• The records:
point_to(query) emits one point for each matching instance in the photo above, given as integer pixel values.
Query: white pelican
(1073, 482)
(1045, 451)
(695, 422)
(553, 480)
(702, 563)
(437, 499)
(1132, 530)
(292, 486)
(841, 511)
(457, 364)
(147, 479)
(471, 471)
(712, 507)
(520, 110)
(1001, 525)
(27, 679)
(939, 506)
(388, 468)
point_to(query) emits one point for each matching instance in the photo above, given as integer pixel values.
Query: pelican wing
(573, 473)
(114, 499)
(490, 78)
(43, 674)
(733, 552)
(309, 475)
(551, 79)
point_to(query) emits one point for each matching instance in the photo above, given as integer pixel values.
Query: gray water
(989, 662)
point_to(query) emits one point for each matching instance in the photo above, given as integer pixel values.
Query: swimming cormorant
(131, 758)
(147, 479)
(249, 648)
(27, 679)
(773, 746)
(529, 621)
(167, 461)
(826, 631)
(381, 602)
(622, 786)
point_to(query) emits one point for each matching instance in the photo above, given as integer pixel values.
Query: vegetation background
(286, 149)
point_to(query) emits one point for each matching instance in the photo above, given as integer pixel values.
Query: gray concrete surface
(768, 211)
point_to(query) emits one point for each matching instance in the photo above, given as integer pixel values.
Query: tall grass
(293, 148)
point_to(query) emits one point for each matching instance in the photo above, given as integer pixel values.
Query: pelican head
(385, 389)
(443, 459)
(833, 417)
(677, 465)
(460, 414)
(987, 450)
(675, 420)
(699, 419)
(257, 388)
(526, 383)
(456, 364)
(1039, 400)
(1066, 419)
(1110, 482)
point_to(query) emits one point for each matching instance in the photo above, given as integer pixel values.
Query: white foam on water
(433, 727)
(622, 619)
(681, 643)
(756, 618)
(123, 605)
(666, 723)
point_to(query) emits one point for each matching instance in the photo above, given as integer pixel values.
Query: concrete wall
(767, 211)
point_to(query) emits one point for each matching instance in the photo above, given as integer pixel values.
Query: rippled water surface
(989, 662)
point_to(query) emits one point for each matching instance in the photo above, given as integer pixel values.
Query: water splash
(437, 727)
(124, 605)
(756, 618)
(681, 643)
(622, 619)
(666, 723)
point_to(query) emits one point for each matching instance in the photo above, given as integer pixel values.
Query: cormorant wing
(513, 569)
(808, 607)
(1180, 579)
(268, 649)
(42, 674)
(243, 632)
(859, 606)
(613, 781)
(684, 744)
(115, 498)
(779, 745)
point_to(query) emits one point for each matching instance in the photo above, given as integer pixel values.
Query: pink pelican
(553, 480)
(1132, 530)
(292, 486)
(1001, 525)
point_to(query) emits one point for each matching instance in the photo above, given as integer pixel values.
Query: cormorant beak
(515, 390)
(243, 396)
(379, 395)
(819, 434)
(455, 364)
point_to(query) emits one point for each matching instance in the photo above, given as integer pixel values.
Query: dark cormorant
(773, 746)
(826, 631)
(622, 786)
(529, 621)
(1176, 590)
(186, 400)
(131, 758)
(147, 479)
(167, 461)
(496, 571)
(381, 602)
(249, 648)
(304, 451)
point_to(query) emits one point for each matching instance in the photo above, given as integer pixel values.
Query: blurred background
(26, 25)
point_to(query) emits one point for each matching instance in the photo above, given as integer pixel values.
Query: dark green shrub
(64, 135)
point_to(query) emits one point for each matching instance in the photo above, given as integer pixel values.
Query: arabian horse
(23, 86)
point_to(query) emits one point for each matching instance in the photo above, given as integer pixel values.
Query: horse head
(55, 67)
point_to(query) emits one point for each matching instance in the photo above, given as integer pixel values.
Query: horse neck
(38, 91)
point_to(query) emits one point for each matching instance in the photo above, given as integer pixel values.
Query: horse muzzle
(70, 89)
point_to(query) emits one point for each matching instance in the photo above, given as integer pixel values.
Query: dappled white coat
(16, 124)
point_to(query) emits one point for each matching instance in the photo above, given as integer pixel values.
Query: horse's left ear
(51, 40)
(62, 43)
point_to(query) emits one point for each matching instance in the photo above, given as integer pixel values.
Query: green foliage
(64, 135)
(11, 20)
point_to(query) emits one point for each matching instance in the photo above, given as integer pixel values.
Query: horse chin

• The request: Repeat every line of the records above exactly.

• Problem solution:
point_to(query) emits one point for each matching instance in the photo above, given as integer pixel values.
Query: white pelican
(1073, 482)
(1045, 451)
(695, 422)
(553, 480)
(702, 563)
(437, 499)
(1132, 530)
(292, 486)
(841, 511)
(457, 364)
(147, 479)
(471, 471)
(712, 507)
(520, 110)
(1001, 525)
(27, 679)
(939, 506)
(388, 468)
point_to(query) emits one point for each matching instance in the photo above, given as integer pixel values.
Query: pelican wing
(573, 473)
(114, 499)
(490, 78)
(43, 674)
(733, 552)
(309, 475)
(551, 79)
point_to(query) emits one point for each matching instance in the photo above, given as integer pixel values.
Query: gray water
(989, 662)
point_to(query) emits one point for each matching instance in the photo above, given as integer pixel values.
Query: swimming cormorant
(131, 758)
(147, 479)
(249, 648)
(27, 679)
(773, 746)
(529, 621)
(167, 461)
(826, 631)
(381, 602)
(622, 786)
point_to(query) emits one point for each matching instance in the photo above, given as integer pixel values.
Query: vegetation background
(286, 149)
point_to(query) emits one point for each matching instance in the photo above, given as integer pixel values.
Query: gray concrete surface
(768, 211)
point_to(query) emits one point for each matching instance in the photo above, given as integer pixel values.
Query: tall grass
(293, 148)
point_to(query) emits one point for each matching instance in the photo above, given as integer pixel values.
Query: pelican head
(385, 389)
(443, 459)
(833, 417)
(677, 465)
(460, 414)
(987, 450)
(675, 420)
(699, 419)
(257, 388)
(526, 383)
(456, 364)
(1039, 400)
(1066, 419)
(1110, 482)
point_to(query) emits one point for each matching instance in the photo above, given as integer pixel values.
Query: white foam on water
(433, 727)
(622, 619)
(681, 643)
(756, 618)
(123, 605)
(666, 723)
point_to(query) emits one point for each matching instance in the photo above, given as integer pixel values.
Query: concrete wall
(767, 211)
point_to(query) emits one point for each matching instance in the photo above, given as integer pixel values.
Query: rippled water surface
(989, 662)
point_to(query) emits one point for each matching instance in the photo above, given as integer pixel values.
Query: water splash
(437, 727)
(124, 605)
(756, 618)
(681, 643)
(622, 619)
(666, 723)
point_to(query) emits one point for each matching instance in the photo above, given as integer pixel values.
Query: cormorant wing
(513, 569)
(808, 607)
(1180, 579)
(268, 649)
(42, 674)
(243, 632)
(859, 606)
(613, 781)
(684, 744)
(115, 498)
(779, 745)
point_to(query) emits one point for each matching instance in the photo above, given as integer pixel values.
Query: pink pelican
(553, 480)
(1132, 530)
(292, 486)
(1001, 525)
point_to(query) emits one point for each matching instance in the photo above, given as integer pixel values.
Query: cormorant beak
(515, 390)
(243, 396)
(379, 395)
(819, 434)
(455, 364)
point_to(query) emits one point for each matching instance in the photo above, given as integer pixel values.
Query: dark cormorant
(773, 746)
(826, 631)
(622, 786)
(529, 621)
(1176, 590)
(186, 400)
(131, 758)
(147, 479)
(167, 461)
(496, 571)
(381, 602)
(249, 648)
(304, 451)
point_to(query) emits one point for each matching instance in the photo above, given as integer pixel values.
Query: blurred background
(26, 25)
point_to(query) emits one point for each matching instance in the photo above, given as integer pixel values.
Query: dark green shrub
(64, 135)
point_to(query) emits one point for each matching instance in the photo above, given as integer pixel values.
Query: arabian horse
(23, 86)
point_to(query) emits one point for each matching instance in the photo above, given as integer pixel values.
Query: horse head
(55, 67)
point_to(query) emits one point for each matching instance in the photo above, given as integer pixel values.
Query: horse neck
(38, 91)
point_to(query) emits one point for each matching instance in the photo above, given as integer pixel values.
Query: horse muzzle
(70, 89)
point_to(query) emits one point for each matching instance in the photo above, given as integer pixel values.
Query: dappled white coat
(16, 124)
point_to(query) emits one point for each matching instance in the photo above, given as integer pixel values.
Query: horse's left ear
(51, 40)
(62, 43)
point_to(query) emits one point for each matching instance in the photo above, given as integer pixel values.
Query: green foliage
(64, 135)
(11, 20)
point_to(query) emits one point for each matching instance in the photo above, given as integer pixel values.
Query: horse chin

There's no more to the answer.